| SELECTED PASSAGE |
◆ ◆ ◆ ◆ ◆ ◆ ◆

Canadian wasabi farmer taps a hungry market - even in Japan


Without doing any marketing, grower of hard-to-cultivate plant attracts attention worldwide

Wasabi grown by Pacific Coast Wasabi Ltd. of British Columbia, Canada.

When Brian Oates was a student at the University of British Columbia in 1987, a friend in the movie industry approached him with an unusual question: Do you think you can grow wasabi in the Pacific Northwest?
“I guess they did a lot of wining and dining at sushi bars, and he got it in his head, ‘Hey, why are we eating all this imitation stuff?’” Oates said.
With sushi becoming increasingly popular, Oates agreed there might be a market for wasabi to replace the dyed green horseradish that most restaurants pass off as the real thing.
Real wasabi has a more refined flavour, Oates explains. It can be very hot, but with a sweetness. So, he went to the library and researched whether it was possible to cultivate on the West Coast of B.C. what many consider to be the hardest plant on earth to grow.
It turns out that it is possible. Today his methods are the trade secrets behind Vancouver-based Pacific Coast Wasabi Ltd., and he keeps them in a safety deposit box at the bank.
Before he could start growing, however, he had to find the seeds. Every time he thought he was close he was disappointed. So he visited the Japan External Trade Organization in Vancouver, which gave him an address for a wasabi company in Japan.
“That company is called Kinjirushi, and they somehow liked the idea and they sent me seeds,” said Oates. “The first batch was all dead, so I contacted them again and they sent me two more batches that were just perfect. And that’s what got it started.”

◆ ◆ ◆ ◆ ◆ ◆ ◆

| ABOUT THIS EXERCISE |
In the wasabi farming article, where does Brian Oates keep his growing methods?

◆ ◆ ◆ ◆ ◆ ◆ ◆

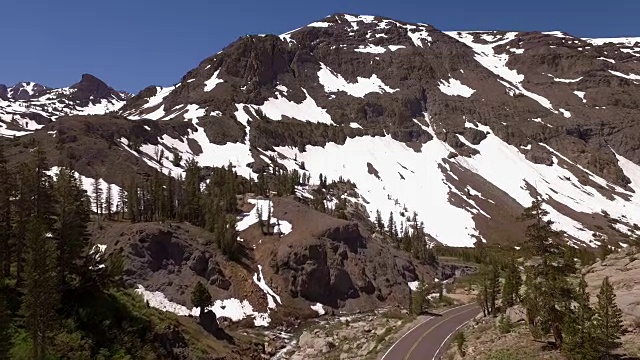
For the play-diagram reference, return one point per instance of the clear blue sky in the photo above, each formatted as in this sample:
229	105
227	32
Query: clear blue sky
131	44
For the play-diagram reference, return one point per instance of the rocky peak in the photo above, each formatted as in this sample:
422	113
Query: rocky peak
4	92
21	91
91	89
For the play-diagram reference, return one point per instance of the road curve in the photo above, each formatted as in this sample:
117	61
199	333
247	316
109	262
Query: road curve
426	341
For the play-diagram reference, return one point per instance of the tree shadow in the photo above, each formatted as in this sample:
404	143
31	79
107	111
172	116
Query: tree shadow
622	357
222	335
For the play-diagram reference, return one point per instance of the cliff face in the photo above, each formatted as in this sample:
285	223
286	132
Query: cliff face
461	127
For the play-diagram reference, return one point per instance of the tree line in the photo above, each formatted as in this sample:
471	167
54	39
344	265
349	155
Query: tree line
547	283
45	254
410	237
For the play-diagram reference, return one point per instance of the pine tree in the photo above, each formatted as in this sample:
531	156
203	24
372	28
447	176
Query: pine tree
580	333
608	318
229	244
108	201
200	297
493	288
512	285
391	226
268	224
41	293
5	325
97	196
72	218
379	222
133	202
418	299
6	183
192	206
260	220
548	289
122	203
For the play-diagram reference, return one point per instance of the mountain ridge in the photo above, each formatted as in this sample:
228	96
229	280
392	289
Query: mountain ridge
560	107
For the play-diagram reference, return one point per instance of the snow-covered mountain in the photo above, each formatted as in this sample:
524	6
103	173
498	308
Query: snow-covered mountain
462	127
28	106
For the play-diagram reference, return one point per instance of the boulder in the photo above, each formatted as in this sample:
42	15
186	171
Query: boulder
209	322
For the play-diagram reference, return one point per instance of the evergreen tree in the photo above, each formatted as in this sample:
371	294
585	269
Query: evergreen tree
5	324
108	201
493	288
260	220
512	285
548	289
580	333
6	183
97	196
608	318
41	293
122	203
268	224
229	243
133	202
379	222
200	297
192	206
391	227
73	215
418	299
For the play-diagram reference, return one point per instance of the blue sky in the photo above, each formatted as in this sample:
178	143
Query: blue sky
131	44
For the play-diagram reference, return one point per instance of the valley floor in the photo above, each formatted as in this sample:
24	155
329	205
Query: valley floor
484	341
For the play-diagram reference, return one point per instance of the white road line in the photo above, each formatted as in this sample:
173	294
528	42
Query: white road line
415	327
447	338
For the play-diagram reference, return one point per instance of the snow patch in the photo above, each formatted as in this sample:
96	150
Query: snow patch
580	94
630	76
454	87
307	110
334	82
212	82
231	308
271	296
318	308
251	217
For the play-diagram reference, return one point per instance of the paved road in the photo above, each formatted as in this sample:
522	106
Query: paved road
426	341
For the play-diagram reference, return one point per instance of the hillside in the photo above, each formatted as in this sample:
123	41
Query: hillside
476	121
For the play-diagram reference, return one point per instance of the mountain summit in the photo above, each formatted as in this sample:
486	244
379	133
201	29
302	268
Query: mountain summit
464	128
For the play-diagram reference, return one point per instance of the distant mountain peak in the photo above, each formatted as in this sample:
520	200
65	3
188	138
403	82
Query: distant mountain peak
92	89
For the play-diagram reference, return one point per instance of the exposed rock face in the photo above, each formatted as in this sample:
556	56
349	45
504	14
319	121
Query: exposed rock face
90	89
623	270
4	92
170	259
28	106
341	264
209	322
460	127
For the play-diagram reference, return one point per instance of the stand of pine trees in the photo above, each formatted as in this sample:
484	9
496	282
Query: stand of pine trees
60	297
410	237
555	299
45	259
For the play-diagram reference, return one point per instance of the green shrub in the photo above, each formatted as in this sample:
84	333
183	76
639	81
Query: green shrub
505	325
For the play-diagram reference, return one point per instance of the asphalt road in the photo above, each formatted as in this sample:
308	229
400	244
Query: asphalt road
427	340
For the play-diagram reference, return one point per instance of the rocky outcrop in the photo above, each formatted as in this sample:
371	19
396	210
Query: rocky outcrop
168	258
623	270
209	322
342	267
90	89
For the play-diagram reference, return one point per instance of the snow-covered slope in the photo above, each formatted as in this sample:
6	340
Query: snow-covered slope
28	106
462	127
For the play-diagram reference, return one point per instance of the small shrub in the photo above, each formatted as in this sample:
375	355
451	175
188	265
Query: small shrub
460	340
505	325
503	354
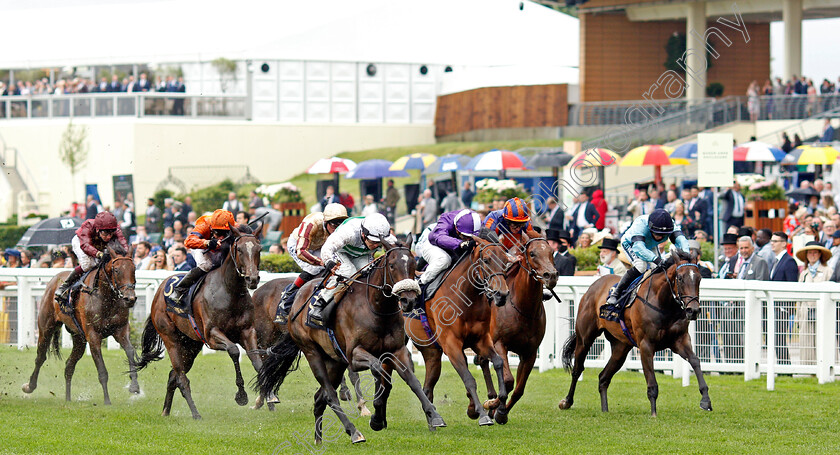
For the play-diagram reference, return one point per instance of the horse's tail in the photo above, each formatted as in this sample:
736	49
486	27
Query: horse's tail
152	346
569	352
281	359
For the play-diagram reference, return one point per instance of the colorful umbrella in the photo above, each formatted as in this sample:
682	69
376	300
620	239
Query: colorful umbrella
595	158
811	154
331	166
496	160
374	169
758	151
413	161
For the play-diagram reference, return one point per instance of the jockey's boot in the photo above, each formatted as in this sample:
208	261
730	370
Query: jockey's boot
63	291
184	286
628	278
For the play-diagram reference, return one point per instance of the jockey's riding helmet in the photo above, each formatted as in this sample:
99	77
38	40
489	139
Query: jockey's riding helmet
516	210
105	221
467	222
375	227
334	211
660	222
221	220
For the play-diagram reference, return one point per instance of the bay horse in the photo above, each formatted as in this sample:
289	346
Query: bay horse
266	299
459	317
665	304
224	316
519	326
101	310
368	335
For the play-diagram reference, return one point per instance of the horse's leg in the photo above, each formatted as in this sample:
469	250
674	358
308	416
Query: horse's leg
321	370
218	341
647	351
583	342
95	343
619	354
361	404
70	366
401	360
682	346
122	337
45	335
485	349
432	359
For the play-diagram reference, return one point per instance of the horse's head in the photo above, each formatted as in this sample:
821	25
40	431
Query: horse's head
399	269
538	261
487	272
119	273
245	252
685	276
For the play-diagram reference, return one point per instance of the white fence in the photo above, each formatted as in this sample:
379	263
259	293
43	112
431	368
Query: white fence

◆ ◆ ◆ ◆ ◆ ◆ ◆

| ANSWER BOX |
In a safety deposit box at the bank.